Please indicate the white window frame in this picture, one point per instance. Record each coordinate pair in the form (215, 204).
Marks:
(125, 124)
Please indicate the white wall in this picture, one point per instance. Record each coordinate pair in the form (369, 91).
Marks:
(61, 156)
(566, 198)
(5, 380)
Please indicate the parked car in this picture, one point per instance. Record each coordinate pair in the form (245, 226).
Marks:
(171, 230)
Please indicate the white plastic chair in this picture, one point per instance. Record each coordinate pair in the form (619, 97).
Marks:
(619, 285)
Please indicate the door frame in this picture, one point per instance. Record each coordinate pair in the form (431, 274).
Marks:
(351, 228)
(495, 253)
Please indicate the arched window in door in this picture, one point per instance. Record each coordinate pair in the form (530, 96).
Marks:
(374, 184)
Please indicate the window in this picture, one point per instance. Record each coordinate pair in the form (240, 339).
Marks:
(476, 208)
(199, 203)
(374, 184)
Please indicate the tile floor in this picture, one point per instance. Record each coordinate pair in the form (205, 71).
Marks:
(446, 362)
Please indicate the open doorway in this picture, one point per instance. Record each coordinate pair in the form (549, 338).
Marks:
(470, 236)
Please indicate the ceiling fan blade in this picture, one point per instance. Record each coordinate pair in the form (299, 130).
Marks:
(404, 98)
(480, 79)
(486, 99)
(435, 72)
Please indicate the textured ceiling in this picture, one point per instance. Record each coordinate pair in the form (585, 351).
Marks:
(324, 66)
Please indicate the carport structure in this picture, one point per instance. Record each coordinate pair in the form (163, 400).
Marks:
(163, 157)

---

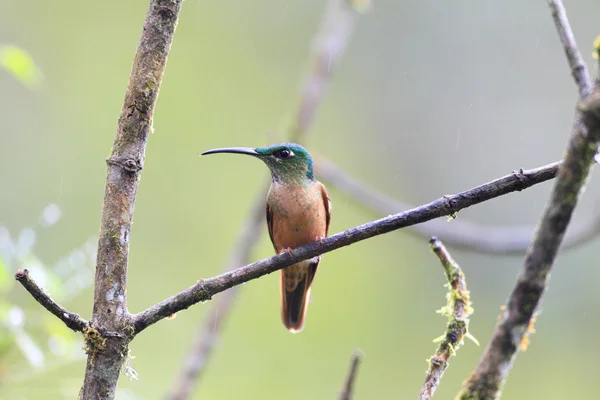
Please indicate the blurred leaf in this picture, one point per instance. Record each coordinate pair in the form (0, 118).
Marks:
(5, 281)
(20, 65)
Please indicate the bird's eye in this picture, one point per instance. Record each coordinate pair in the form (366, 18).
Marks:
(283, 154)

---

PROBLEM TO SOLVE: What is needed is a count of the lines in the data that contain the word "white"; please give it and no other words.

WRITTEN SOLUTION: 3